- **Task**: Exactly copy the final stretch of the listing below: the line with "Query: man's forehead" and every line after it.

#### Excerpted records

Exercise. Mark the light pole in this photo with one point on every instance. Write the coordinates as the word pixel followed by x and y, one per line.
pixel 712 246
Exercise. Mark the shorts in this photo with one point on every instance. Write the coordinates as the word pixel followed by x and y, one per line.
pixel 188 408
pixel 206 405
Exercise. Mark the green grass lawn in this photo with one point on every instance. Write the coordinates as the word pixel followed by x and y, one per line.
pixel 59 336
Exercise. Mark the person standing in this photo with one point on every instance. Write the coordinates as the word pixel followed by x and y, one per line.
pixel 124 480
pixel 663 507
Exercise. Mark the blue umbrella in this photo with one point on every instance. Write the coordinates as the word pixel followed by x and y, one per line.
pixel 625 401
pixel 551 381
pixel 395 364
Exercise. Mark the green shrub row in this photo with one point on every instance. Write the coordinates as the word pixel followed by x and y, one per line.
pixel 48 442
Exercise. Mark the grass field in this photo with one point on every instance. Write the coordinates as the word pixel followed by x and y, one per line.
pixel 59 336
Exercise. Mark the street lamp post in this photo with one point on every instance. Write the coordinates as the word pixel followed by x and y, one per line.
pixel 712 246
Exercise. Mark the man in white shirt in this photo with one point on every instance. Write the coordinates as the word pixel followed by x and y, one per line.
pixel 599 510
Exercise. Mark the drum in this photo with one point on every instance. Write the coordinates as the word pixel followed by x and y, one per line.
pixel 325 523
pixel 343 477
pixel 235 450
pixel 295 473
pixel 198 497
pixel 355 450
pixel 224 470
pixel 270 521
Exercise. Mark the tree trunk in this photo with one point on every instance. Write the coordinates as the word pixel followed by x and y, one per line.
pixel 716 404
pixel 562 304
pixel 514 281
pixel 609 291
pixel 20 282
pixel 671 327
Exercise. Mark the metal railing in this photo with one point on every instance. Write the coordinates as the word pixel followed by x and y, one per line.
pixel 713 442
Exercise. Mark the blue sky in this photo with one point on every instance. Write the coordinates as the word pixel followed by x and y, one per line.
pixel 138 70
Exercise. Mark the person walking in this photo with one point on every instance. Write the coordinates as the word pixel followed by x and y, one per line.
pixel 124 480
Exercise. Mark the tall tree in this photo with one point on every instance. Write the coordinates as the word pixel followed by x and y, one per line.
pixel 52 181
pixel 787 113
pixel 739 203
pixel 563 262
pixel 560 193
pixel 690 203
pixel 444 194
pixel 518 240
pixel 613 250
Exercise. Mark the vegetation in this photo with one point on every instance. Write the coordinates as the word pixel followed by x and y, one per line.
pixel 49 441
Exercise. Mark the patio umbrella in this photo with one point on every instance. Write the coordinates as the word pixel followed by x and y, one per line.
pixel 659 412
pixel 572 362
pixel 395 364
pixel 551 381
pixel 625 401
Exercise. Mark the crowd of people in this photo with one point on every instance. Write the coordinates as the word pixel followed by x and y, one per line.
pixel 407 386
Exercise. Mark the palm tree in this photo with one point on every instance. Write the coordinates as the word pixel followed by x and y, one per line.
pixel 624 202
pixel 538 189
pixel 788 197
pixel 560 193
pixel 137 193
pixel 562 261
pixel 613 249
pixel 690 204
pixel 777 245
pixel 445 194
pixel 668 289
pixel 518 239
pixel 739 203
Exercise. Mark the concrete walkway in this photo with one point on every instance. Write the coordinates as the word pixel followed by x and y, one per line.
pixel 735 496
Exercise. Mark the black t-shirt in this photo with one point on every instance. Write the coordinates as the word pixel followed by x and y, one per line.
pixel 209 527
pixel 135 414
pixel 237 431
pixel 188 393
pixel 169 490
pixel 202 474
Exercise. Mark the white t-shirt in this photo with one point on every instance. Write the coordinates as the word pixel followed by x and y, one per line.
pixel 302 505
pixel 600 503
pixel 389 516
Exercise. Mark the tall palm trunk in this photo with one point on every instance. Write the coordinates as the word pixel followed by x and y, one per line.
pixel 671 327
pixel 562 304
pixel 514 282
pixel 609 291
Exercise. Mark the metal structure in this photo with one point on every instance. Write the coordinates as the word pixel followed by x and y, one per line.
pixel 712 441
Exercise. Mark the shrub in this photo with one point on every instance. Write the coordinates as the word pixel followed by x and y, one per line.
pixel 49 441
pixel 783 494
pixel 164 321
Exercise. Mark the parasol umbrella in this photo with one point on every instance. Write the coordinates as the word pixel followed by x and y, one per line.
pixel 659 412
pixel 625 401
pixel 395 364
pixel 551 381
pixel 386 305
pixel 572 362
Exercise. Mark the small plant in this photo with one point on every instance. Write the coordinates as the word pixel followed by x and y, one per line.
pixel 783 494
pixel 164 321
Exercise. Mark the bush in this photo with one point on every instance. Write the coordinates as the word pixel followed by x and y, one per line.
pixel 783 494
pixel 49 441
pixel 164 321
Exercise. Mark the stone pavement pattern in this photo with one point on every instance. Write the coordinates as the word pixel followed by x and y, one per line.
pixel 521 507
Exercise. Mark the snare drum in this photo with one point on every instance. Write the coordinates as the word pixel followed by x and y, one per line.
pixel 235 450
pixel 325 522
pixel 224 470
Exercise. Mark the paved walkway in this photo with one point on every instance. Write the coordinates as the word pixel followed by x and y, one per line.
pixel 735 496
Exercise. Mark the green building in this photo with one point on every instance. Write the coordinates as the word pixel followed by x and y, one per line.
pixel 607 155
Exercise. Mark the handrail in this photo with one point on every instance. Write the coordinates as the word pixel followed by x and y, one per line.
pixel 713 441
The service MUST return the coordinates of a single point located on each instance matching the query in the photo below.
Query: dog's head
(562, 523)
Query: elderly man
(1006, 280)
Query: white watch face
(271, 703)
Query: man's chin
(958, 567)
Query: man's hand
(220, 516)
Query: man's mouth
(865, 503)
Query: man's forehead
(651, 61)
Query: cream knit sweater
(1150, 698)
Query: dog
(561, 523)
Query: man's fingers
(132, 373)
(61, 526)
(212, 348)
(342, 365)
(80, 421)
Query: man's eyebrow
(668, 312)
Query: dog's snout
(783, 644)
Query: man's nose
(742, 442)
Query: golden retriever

########

- **Result**:
Query: man's forehead
(651, 61)
Query: cream knit sweater
(1150, 698)
Query: dog
(561, 523)
Query: man's fingers
(132, 373)
(61, 526)
(212, 348)
(342, 365)
(80, 421)
Query: man's eyebrow
(668, 312)
Query: dog's snout
(783, 644)
Query: man's nose
(742, 442)
Query: golden retriever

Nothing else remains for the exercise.